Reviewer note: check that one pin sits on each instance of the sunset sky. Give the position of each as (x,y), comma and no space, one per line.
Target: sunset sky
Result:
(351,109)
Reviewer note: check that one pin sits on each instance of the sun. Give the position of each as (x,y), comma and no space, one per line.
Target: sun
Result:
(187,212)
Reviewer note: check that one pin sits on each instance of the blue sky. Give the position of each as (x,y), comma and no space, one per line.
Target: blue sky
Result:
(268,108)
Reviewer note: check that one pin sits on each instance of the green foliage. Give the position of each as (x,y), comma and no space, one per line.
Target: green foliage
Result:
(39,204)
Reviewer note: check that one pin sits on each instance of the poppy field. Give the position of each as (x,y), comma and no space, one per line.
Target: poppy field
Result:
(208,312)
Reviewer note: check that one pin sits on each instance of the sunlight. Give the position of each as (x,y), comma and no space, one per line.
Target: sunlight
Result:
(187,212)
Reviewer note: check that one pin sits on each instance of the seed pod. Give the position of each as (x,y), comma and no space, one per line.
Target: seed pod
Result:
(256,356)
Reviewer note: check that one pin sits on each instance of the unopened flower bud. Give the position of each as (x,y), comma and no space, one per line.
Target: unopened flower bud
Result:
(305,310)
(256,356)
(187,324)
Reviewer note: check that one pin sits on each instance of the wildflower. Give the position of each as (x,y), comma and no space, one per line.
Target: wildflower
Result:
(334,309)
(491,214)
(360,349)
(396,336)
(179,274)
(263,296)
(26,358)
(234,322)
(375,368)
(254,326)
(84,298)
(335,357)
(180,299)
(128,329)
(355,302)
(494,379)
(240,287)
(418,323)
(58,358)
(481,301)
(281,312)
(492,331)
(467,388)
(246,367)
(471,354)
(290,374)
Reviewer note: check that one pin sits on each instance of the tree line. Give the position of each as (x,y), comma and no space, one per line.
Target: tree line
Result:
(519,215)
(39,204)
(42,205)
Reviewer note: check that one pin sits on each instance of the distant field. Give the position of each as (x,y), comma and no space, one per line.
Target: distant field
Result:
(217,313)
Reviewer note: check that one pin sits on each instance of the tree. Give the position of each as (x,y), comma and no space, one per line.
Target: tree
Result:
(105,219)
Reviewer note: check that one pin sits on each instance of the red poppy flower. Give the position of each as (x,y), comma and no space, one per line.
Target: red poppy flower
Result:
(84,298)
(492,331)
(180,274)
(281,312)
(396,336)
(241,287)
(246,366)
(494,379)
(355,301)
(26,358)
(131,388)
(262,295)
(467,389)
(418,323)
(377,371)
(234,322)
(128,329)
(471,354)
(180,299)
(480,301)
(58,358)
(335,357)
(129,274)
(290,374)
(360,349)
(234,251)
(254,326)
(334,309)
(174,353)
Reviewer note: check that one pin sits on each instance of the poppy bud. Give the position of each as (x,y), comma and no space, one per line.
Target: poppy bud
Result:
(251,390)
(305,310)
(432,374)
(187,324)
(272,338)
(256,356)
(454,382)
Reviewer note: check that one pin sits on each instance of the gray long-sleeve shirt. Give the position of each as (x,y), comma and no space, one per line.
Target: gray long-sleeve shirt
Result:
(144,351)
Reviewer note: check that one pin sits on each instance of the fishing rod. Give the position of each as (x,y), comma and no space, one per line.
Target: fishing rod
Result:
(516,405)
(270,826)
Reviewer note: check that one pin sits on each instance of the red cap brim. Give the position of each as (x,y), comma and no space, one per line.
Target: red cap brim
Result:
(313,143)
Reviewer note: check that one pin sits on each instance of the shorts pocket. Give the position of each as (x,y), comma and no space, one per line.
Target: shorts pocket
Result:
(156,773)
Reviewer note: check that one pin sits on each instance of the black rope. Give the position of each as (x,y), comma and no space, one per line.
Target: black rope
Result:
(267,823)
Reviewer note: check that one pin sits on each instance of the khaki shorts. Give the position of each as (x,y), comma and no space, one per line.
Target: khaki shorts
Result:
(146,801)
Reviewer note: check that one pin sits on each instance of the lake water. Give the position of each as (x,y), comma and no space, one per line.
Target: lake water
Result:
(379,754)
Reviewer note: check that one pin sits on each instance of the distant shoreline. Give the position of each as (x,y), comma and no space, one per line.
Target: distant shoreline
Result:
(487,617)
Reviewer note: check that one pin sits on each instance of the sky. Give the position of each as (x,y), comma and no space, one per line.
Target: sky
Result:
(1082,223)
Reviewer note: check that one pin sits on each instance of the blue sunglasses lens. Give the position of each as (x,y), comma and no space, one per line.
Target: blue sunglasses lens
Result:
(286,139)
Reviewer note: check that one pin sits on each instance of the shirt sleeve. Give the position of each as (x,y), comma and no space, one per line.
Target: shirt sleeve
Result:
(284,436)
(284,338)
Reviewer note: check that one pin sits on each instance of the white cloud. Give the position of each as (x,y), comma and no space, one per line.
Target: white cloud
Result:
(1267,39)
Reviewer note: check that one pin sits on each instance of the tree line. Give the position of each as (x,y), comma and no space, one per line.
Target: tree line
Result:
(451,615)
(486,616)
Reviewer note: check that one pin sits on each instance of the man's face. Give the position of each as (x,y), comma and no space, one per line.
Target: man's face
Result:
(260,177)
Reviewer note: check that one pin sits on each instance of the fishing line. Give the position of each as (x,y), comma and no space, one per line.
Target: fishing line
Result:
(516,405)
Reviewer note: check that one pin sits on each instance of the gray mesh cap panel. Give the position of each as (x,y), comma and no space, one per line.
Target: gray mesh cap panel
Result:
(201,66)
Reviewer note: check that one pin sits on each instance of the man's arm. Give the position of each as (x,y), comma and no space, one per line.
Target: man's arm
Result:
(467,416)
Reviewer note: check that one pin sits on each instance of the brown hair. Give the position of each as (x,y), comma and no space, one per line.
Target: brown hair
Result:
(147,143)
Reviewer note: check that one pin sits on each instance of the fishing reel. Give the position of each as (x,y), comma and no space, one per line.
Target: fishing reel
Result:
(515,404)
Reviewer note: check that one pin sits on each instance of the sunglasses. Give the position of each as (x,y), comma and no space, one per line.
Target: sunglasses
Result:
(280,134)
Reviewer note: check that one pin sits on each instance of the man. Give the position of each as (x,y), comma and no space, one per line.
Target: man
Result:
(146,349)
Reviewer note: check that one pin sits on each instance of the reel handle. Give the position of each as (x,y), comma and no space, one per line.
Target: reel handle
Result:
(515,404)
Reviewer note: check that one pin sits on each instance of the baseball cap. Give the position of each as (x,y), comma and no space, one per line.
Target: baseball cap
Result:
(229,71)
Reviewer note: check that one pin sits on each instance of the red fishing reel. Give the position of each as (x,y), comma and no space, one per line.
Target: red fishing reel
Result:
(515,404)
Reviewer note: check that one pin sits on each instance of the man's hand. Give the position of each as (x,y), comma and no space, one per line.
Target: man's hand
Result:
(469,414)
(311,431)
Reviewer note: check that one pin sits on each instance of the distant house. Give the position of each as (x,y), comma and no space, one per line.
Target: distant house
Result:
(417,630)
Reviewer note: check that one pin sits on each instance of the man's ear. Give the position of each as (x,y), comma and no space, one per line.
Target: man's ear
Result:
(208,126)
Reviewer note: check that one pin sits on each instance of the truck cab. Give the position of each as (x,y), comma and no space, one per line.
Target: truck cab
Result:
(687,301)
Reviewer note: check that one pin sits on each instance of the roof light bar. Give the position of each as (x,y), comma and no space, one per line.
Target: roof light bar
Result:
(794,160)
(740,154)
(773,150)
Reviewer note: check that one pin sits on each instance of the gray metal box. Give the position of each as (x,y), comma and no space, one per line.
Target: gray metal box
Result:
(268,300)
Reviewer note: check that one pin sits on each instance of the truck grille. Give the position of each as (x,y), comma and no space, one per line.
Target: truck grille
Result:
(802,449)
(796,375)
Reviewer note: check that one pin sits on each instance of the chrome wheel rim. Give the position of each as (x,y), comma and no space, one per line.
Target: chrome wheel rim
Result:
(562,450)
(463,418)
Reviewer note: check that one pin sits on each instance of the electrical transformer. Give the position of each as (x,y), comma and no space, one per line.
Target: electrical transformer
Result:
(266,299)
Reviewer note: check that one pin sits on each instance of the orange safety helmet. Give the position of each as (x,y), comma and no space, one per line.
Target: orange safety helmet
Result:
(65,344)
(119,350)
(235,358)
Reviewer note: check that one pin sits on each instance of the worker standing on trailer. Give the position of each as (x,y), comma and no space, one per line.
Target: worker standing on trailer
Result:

++++++

> _What the task requires_
Give only the number of lines in the data that hold the word "standing".

> _Answer area_
2